_Excerpted passage_:
--- --- ---
MMFF 2017 REVIEW: Ang Larawan marries the clarity of theater with the seamlessness of film

by Bubbles Salvador
Dec 25, 2017
Ang Larawan paints a beautiful picture of two headstrong sisters by successfully combining the elements of film and theater.

“Kay sarap ng buhay noong araw…” Rachel Alejandro and Joanna Ampil sing in Ang Larawan.

If you like traveling back in time to the days when women dressed up for church and men tipped their hats to the ladies, the opening scenes and music of Ang Larawan are enough reasons for you to sit back and enjoy the next two hours or so.

Set in Intramuros before World War II, Ang Larawan features the story of Paula and Candida Marasigan, played by Rachel and Joanna, respectively.

They are two sisters caring for their ailing father, and they find themselves in dire straits.

Their father, Don Lorenzo, a high-profile artist, has not produced a single painting in a year.
--- --- ---
_Data_:
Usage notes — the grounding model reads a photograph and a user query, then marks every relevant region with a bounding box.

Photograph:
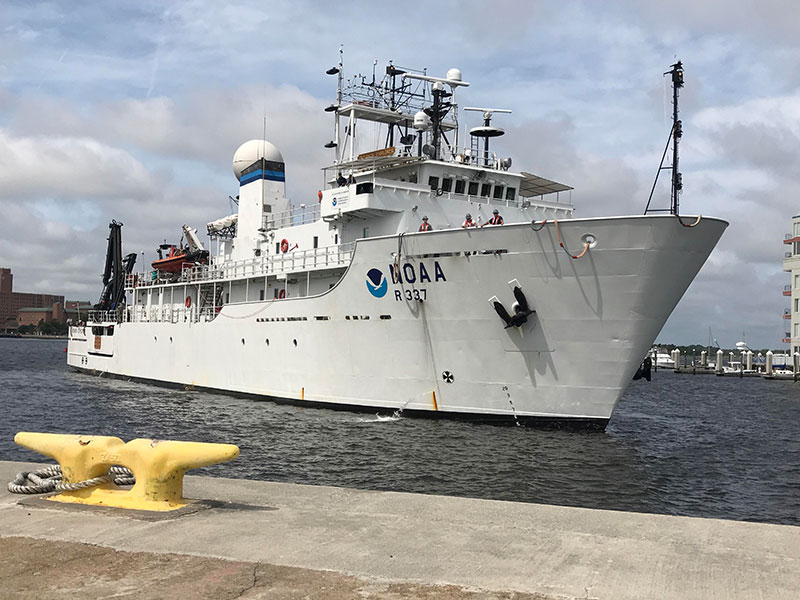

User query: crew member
--- --- ---
_Set tasks_:
A - Name each character from Ang Larawan who is identified by name in the film review.
B - Duplicate the stretch of the film review from "by Bubbles Salvador" through "in dire straits.".
The listing plays no part in what comes next.

_Answers to the problems_:
A - Paula Marasigan, Candida Marasigan, Don Lorenzo

B -
by Bubbles Salvador
Dec 25, 2017
Ang Larawan paints a beautiful picture of two headstrong sisters by successfully combining the elements of film and theater.

“Kay sarap ng buhay noong araw…” Rachel Alejandro and Joanna Ampil sing in Ang Larawan.

If you like traveling back in time to the days when women dressed up for church and men tipped their hats to the ladies, the opening scenes and music of Ang Larawan are enough reasons for you to sit back and enjoy the next two hours or so.

Set in Intramuros before World War II, Ang Larawan features the story of Paula and Candida Marasigan, played by Rachel and Joanna, respectively.

They are two sisters caring for their ailing father, and they find themselves in dire straits.